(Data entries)
┌────────
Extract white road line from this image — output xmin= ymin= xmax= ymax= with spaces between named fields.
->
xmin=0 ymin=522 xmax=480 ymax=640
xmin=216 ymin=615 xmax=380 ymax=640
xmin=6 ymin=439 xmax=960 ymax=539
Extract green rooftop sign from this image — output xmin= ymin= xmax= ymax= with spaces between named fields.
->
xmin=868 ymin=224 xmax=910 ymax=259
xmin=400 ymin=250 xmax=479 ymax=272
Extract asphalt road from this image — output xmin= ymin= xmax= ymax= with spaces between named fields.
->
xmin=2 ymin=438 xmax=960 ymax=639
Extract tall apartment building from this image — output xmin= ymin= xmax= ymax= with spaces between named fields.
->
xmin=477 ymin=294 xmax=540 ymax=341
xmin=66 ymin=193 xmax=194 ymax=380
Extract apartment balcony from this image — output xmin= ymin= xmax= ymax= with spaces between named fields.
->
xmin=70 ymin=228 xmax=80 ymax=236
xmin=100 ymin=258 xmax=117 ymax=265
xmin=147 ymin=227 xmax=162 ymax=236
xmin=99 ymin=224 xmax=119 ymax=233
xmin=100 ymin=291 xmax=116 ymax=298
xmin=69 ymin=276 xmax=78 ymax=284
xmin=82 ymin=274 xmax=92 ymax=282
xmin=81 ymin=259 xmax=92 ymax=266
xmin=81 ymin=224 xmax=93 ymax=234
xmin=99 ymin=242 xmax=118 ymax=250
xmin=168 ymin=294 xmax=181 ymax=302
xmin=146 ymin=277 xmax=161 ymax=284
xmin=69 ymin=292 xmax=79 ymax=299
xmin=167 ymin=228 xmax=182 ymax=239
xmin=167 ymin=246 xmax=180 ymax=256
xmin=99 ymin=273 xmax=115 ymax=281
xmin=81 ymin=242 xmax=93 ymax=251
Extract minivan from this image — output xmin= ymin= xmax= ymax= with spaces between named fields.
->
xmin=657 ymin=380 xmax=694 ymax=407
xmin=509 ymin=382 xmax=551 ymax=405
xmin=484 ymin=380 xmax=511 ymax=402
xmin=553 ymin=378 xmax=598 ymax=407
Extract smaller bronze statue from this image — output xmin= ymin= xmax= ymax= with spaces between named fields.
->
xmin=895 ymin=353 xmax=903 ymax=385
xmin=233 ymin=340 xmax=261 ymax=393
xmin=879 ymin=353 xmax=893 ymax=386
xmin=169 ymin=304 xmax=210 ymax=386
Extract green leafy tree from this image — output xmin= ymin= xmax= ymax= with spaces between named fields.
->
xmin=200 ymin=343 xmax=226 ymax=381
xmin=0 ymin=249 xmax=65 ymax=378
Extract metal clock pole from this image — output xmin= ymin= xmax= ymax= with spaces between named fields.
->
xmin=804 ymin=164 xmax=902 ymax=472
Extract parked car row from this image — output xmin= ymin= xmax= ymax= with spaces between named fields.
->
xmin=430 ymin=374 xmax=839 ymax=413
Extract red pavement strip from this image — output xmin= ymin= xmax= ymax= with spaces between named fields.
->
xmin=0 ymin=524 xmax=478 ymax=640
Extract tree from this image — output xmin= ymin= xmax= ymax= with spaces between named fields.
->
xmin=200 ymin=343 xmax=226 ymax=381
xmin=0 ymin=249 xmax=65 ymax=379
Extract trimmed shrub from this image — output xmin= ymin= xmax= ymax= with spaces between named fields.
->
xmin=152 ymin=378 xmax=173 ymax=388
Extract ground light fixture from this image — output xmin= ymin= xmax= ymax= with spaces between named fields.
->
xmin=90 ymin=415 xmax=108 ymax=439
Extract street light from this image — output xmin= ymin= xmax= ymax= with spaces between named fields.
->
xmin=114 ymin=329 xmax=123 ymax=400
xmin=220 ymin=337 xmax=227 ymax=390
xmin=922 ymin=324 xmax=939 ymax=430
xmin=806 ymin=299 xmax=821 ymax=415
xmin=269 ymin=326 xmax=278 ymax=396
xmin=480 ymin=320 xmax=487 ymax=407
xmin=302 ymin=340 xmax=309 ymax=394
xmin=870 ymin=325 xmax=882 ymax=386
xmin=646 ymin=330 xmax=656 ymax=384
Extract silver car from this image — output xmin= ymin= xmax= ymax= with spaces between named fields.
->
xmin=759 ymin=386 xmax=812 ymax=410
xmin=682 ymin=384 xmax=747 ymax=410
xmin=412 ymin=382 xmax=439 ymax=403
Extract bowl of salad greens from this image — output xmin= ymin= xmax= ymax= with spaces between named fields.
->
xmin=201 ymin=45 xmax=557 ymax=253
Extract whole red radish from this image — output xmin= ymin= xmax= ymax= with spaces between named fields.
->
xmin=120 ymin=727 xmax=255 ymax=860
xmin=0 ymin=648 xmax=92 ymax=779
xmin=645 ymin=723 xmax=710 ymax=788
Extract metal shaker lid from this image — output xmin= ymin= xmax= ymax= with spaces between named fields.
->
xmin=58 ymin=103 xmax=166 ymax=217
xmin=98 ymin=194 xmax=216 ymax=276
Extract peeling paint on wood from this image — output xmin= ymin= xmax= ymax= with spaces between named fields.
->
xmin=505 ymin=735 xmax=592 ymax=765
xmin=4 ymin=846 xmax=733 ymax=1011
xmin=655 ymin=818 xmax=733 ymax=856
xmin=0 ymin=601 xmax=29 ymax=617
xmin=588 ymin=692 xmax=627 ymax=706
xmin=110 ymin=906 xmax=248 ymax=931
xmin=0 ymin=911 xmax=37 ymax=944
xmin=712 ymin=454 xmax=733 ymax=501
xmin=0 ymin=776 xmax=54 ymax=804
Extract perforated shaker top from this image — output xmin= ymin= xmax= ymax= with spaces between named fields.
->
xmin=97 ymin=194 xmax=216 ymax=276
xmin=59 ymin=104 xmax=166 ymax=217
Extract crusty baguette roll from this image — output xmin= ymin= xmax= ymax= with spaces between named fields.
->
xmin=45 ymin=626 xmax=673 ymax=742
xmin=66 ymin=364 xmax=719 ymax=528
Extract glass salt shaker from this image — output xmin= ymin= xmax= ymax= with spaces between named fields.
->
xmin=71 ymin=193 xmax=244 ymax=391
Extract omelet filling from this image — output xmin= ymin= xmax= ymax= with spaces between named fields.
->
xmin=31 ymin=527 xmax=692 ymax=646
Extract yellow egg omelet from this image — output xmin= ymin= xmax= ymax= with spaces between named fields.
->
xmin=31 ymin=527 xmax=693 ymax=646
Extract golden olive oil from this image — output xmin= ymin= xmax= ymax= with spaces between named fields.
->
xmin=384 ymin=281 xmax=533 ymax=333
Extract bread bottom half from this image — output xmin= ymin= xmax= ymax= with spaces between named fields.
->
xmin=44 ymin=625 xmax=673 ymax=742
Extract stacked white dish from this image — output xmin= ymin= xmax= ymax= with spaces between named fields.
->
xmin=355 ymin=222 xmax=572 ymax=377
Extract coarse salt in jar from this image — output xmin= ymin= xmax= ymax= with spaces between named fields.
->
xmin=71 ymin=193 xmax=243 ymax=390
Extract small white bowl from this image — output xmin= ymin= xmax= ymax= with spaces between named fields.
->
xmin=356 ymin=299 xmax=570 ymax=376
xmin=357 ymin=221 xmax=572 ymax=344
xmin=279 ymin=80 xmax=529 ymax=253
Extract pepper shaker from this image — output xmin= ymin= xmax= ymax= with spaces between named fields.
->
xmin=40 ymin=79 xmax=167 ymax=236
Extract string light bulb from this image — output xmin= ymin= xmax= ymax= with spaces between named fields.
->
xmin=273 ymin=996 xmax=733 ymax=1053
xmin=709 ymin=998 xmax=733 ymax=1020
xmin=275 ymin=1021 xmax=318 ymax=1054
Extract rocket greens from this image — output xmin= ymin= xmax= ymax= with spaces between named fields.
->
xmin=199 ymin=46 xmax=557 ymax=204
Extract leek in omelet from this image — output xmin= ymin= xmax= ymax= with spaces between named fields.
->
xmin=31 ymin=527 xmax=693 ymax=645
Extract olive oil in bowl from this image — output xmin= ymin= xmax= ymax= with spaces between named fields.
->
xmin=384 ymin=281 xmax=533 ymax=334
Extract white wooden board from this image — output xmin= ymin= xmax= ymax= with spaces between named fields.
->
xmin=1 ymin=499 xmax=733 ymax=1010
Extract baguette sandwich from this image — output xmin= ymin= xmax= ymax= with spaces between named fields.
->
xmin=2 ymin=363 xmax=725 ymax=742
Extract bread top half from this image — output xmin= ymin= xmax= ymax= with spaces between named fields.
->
└────────
EXERCISE: The first line of the entries, the line with "Extract smaller bronze", and every line between them should be retyped exactly, and nothing else.

RESPONSE TO THE EXERCISE:
Extract white road line from this image — output xmin= ymin= xmax= ymax= with spaces between named fields.
->
xmin=0 ymin=522 xmax=480 ymax=640
xmin=216 ymin=615 xmax=380 ymax=640
xmin=6 ymin=439 xmax=960 ymax=539
Extract green rooftop sign from this image — output xmin= ymin= xmax= ymax= with spaces between named fields.
->
xmin=868 ymin=224 xmax=910 ymax=259
xmin=400 ymin=250 xmax=479 ymax=272
Extract asphalt road from this image — output xmin= ymin= xmax= ymax= with spaces between named fields.
->
xmin=2 ymin=438 xmax=960 ymax=639
Extract tall apartment building from this image — output xmin= ymin= xmax= ymax= with spaces between named fields.
->
xmin=477 ymin=294 xmax=540 ymax=341
xmin=66 ymin=193 xmax=194 ymax=380
Extract apartment balcony from this image — output xmin= ymin= xmax= ymax= with spaces between named fields.
->
xmin=70 ymin=228 xmax=80 ymax=236
xmin=100 ymin=258 xmax=117 ymax=265
xmin=147 ymin=227 xmax=162 ymax=236
xmin=99 ymin=224 xmax=119 ymax=233
xmin=100 ymin=291 xmax=116 ymax=298
xmin=69 ymin=276 xmax=78 ymax=284
xmin=82 ymin=274 xmax=92 ymax=282
xmin=81 ymin=259 xmax=92 ymax=266
xmin=81 ymin=224 xmax=93 ymax=234
xmin=99 ymin=242 xmax=118 ymax=250
xmin=168 ymin=294 xmax=181 ymax=302
xmin=146 ymin=277 xmax=161 ymax=284
xmin=69 ymin=292 xmax=79 ymax=299
xmin=167 ymin=228 xmax=182 ymax=239
xmin=167 ymin=246 xmax=180 ymax=256
xmin=99 ymin=273 xmax=115 ymax=281
xmin=81 ymin=242 xmax=93 ymax=251
Extract minivan from this image — output xmin= ymin= xmax= ymax= with spaces between named fields.
->
xmin=657 ymin=380 xmax=694 ymax=407
xmin=509 ymin=382 xmax=551 ymax=405
xmin=484 ymin=380 xmax=511 ymax=402
xmin=553 ymin=378 xmax=598 ymax=407
Extract smaller bronze statue from this image — output xmin= ymin= xmax= ymax= with spaces between named fields.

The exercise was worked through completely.